Prompt:
Can you rewrite everything from "Target: **blue face mask**" down to "M 182 185 L", swapping "sample" for "example" and leaving all else unchanged?

Dataset records:
————————

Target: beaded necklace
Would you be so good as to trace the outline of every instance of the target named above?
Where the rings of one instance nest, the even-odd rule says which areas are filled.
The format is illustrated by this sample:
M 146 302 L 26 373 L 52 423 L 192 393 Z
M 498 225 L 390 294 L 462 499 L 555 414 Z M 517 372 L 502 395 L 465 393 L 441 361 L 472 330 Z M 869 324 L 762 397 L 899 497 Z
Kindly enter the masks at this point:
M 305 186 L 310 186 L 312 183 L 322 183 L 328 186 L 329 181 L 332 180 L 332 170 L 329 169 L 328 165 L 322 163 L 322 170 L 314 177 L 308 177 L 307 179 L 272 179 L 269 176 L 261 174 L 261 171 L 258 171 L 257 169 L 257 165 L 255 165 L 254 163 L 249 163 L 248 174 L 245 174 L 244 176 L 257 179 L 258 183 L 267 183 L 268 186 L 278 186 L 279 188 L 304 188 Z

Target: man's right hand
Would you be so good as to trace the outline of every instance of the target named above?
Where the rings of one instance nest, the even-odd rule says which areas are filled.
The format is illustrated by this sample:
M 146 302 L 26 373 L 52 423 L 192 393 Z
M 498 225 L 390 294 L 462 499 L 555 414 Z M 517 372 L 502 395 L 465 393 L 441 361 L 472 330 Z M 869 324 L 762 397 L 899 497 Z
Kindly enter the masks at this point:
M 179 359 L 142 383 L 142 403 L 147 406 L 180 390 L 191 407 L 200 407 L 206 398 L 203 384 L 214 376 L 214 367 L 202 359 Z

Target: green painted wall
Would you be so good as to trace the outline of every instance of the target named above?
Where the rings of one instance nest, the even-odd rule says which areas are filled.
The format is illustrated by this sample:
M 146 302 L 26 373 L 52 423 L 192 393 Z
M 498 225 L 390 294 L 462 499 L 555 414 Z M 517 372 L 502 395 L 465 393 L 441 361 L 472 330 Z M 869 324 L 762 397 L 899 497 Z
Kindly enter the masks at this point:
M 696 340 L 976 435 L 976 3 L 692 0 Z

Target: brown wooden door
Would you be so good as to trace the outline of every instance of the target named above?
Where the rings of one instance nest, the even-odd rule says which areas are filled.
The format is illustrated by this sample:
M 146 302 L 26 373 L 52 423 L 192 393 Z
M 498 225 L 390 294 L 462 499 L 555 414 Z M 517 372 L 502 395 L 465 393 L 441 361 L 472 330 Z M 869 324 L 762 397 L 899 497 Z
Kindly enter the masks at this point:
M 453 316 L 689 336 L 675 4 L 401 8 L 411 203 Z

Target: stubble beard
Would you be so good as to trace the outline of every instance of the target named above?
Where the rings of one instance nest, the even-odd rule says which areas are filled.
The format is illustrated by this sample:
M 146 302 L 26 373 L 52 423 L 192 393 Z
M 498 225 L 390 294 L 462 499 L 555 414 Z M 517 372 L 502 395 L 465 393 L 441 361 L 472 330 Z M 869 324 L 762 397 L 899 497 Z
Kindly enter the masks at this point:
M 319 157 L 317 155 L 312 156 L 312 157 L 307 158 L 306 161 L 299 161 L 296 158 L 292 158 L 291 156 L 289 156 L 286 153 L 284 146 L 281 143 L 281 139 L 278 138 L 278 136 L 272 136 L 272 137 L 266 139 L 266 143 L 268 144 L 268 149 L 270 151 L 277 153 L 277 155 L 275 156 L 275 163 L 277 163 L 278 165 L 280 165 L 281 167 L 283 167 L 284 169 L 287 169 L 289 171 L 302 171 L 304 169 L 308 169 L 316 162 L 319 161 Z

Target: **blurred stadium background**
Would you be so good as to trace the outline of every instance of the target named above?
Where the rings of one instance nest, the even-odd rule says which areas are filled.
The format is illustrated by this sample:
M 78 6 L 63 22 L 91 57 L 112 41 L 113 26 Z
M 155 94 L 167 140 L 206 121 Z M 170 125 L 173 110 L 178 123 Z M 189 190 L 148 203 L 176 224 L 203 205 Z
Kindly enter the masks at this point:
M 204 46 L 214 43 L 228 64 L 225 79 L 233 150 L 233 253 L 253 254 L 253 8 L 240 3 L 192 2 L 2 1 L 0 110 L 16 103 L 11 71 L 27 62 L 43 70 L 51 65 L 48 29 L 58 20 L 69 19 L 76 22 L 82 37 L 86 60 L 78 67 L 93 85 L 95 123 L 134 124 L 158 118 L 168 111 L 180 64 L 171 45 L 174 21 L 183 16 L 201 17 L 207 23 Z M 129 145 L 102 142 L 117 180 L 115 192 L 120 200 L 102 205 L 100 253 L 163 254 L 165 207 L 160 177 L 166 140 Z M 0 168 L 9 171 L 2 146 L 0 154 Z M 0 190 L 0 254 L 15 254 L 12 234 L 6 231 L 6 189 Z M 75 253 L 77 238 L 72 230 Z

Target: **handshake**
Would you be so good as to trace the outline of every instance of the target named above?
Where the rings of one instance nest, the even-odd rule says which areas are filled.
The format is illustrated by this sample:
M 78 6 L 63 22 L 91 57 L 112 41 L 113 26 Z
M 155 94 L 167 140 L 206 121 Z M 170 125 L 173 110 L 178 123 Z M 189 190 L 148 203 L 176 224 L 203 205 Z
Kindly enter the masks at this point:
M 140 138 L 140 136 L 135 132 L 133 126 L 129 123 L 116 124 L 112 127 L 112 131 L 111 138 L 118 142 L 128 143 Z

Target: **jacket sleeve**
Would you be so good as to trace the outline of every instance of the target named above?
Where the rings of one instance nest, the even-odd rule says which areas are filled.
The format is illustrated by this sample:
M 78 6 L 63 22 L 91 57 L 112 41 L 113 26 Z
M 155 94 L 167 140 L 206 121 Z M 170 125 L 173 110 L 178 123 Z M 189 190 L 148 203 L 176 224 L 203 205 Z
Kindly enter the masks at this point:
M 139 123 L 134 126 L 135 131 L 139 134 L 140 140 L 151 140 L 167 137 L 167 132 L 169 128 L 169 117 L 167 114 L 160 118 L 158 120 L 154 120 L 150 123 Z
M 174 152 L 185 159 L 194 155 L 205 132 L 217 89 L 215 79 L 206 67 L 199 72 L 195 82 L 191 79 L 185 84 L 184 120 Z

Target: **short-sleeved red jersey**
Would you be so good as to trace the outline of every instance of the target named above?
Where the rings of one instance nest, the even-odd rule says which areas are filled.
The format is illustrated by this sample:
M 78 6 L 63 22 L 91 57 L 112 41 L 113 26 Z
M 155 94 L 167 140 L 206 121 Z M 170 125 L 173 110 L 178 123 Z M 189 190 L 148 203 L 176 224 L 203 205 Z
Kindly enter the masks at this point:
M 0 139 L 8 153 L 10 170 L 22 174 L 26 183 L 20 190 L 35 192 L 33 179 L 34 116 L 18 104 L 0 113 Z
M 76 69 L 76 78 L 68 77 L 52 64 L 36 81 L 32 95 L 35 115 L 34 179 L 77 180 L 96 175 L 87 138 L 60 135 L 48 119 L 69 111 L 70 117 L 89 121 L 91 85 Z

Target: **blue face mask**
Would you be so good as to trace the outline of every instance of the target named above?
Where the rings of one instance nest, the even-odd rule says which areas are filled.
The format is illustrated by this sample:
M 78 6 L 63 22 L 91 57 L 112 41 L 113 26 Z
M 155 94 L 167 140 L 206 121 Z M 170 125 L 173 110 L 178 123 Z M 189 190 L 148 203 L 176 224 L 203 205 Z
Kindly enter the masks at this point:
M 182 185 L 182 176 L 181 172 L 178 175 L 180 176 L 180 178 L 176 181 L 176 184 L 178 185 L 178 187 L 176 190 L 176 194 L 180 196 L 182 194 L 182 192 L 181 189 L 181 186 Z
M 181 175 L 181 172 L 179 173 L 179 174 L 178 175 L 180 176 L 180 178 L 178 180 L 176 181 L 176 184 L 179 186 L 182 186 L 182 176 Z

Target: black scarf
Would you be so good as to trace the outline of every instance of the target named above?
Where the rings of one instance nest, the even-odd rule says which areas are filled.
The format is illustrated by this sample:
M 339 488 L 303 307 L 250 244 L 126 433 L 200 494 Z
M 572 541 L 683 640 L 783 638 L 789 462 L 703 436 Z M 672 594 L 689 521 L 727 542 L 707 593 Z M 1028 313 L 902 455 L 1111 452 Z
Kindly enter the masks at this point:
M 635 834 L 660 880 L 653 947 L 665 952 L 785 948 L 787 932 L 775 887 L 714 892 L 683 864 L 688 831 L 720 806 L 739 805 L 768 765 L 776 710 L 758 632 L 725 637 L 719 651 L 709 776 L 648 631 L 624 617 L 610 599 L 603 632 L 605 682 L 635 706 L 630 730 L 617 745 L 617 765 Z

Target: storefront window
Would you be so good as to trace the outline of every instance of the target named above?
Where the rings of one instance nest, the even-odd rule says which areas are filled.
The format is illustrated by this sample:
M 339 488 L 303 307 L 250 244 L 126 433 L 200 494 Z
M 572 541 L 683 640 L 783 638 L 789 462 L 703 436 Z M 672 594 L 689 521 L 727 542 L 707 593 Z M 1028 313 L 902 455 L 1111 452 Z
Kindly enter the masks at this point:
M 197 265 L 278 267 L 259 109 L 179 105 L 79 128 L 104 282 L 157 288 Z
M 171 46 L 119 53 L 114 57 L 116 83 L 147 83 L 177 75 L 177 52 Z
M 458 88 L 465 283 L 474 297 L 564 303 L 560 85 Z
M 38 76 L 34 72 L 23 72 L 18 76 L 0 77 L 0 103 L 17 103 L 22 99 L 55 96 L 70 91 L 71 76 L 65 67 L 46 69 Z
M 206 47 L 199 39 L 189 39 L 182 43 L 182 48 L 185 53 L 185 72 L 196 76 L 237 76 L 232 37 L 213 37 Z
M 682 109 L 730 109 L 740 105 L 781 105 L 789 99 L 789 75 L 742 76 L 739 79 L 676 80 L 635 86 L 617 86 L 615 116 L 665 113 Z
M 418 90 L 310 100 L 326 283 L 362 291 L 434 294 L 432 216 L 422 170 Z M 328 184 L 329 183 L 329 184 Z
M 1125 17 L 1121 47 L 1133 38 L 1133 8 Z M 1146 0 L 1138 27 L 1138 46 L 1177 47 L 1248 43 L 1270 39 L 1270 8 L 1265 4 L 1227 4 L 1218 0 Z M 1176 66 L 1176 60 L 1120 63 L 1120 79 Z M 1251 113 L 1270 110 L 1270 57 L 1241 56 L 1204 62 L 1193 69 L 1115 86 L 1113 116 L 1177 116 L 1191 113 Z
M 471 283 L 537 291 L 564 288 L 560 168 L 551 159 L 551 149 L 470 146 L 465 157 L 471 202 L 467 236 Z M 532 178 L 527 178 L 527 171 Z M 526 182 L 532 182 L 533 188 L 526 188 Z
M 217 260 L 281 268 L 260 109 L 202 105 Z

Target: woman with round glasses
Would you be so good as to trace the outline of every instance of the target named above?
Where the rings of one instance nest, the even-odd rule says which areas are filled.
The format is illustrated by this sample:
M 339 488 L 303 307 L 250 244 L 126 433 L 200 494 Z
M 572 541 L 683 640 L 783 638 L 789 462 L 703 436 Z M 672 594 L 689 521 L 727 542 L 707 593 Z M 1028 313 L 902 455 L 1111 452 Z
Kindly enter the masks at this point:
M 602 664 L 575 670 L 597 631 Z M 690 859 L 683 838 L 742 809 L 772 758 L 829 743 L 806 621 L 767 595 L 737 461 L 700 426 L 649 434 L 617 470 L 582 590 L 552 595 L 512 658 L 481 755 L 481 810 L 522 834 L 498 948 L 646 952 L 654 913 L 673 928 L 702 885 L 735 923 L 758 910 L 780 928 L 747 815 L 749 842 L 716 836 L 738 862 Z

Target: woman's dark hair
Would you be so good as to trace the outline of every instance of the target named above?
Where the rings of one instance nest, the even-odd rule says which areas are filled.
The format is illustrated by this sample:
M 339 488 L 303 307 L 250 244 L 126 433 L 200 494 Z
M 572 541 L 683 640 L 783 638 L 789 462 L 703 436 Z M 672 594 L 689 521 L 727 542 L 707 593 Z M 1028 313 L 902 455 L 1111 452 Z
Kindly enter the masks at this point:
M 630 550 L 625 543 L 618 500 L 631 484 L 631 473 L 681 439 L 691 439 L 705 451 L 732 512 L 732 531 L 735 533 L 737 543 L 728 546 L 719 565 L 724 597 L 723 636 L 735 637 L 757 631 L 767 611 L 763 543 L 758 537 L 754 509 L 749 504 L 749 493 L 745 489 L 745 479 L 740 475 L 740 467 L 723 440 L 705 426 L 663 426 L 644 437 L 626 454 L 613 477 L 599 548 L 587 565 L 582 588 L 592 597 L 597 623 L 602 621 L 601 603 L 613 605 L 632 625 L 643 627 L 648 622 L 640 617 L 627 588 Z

————————

Output for this exercise:
Target: **blue face mask**
Would you be so good as to trace the outline of every instance of the target named above?
Where the rings of one instance nest, the even-odd rule says which areas are filled.
The format is illustrated by this example:
M 78 6 L 63 22 L 91 57 L 112 41 L 113 26 Z
M 155 94 L 167 140 L 206 121 Z M 170 125 L 173 110 L 178 123 Z M 189 190 L 148 203 L 176 224 L 203 205 Z
Kindly enter the masks at this point:
M 182 185 L 182 176 L 181 172 L 178 175 L 180 176 L 180 178 L 176 181 L 176 184 L 178 185 L 178 187 L 176 190 L 176 194 L 180 196 L 182 194 L 182 192 L 181 189 L 181 186 Z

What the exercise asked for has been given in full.